_PROMPT 1_
What name will the surviving corporation take after the Merger, according to the letter?
═════ EXTRACTED TEXT ═════
[Redhook Ale Brewery Letterhead] June 30, 2008

EX-10.8 11 a5722803ex10_8.htm EXHIBIT 10.8

Exhibit 10.8

[Redhook Ale Brewery Letterhead]

June 30, 2008


Martin Wall
Craft Brands Alliance LLC
929 North Russell Street
Portland, OR 97227


Dear Martin:

As you know, Widmer Brothers Brewing Company has agreed to merge into Redhook Ale Brewery, Incorporated (the “Merger”), and on the closing date of the Merger (the "Effective Date"), the surviving corporation will be named Craft Brewers Alliance, Inc. (the "Company").  The purpose of this letter is to confirm our understanding about your employment as the Vice President of Sales of the Company.  As of the Effective Date, this letter will supersede your existing Employment Agreement with Craft Brands Alliance LLC; provided, however, that any Long Term Bonus (as such term is used in your existing Employment Agreement) earned through December 31, 2007, will become fully vested as of the Effective Date and will continue to be paid consistent with the past practice of Craft Brands Alliance LLC and in accordance with the payment schedule attached as Exhibit A.
═════ RECORDS SHOWN ═════
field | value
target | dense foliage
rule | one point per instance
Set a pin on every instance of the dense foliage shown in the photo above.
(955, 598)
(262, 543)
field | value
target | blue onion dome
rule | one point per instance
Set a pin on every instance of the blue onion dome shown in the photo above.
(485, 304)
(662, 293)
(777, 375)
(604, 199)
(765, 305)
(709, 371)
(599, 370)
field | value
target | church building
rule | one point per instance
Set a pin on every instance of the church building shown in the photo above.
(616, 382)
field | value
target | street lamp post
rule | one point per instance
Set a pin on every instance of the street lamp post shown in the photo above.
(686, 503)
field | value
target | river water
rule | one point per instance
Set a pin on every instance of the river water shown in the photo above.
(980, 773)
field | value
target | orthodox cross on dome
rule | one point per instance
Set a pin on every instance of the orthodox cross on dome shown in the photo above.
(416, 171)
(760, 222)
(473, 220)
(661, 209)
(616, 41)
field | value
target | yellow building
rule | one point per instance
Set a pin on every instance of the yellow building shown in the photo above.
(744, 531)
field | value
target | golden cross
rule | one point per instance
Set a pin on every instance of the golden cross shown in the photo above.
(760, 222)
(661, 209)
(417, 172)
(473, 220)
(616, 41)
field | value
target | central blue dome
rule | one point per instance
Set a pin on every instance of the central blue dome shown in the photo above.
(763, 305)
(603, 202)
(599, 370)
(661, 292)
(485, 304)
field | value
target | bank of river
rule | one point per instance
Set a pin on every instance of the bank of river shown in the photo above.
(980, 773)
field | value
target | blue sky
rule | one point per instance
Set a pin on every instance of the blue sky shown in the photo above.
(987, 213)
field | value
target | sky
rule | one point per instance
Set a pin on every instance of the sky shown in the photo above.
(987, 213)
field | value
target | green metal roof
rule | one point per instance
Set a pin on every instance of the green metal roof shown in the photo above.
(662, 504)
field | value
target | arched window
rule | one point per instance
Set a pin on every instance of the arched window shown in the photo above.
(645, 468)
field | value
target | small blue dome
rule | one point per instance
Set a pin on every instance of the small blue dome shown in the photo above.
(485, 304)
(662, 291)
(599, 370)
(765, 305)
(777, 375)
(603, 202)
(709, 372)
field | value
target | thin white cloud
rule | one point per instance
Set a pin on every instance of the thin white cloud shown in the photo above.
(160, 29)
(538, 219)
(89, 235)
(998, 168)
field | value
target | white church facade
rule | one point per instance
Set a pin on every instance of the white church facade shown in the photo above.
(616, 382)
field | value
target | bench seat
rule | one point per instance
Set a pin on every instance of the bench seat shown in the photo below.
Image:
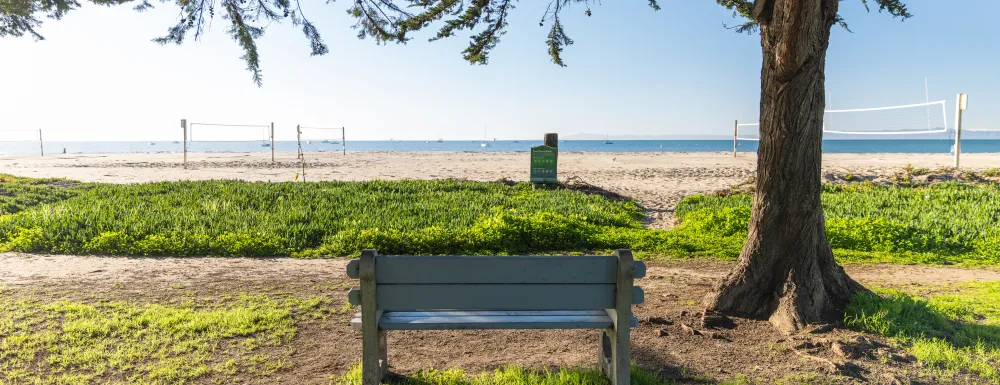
(464, 320)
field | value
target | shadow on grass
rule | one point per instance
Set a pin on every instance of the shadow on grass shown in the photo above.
(951, 333)
(517, 375)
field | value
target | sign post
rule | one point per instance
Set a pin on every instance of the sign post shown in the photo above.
(543, 164)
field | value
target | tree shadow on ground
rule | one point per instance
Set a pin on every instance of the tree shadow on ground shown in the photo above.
(949, 333)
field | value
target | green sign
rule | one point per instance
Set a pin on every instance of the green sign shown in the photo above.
(543, 164)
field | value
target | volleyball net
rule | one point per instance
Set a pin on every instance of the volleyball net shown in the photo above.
(227, 137)
(23, 136)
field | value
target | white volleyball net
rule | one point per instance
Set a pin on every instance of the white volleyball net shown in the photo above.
(224, 137)
(910, 119)
(921, 118)
(21, 140)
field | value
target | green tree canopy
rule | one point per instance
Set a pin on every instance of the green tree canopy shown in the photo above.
(385, 21)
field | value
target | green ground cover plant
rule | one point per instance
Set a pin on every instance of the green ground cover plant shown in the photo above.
(947, 223)
(63, 341)
(17, 193)
(958, 331)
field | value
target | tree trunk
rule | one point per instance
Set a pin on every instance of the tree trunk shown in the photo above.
(786, 271)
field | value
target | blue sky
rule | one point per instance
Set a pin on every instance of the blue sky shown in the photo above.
(632, 71)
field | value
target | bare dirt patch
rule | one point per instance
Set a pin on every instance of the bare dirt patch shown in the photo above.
(663, 342)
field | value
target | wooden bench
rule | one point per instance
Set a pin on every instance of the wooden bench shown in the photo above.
(495, 292)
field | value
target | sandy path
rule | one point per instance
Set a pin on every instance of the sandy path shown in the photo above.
(656, 180)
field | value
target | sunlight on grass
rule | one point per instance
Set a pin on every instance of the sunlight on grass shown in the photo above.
(959, 331)
(68, 342)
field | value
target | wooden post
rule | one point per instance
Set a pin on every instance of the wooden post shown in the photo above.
(959, 107)
(373, 368)
(736, 134)
(552, 140)
(184, 126)
(614, 345)
(301, 156)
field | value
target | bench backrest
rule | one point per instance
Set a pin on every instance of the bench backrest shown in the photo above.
(500, 282)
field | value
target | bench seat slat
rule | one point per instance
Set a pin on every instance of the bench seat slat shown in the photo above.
(494, 269)
(496, 297)
(464, 320)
═════
_PROMPT 2_
Please pick out every line of the rows above that contains the word "cross".

_RESPONSE 1_
Craft Brewers Alliance, Inc.

_RESPONSE 2_
target | orthodox cross on dome
Set a pin on every instance of the orthodox cross on dome shown in the photo above.
target | golden cross
Set a pin on every instance of the golden cross shown in the photo above.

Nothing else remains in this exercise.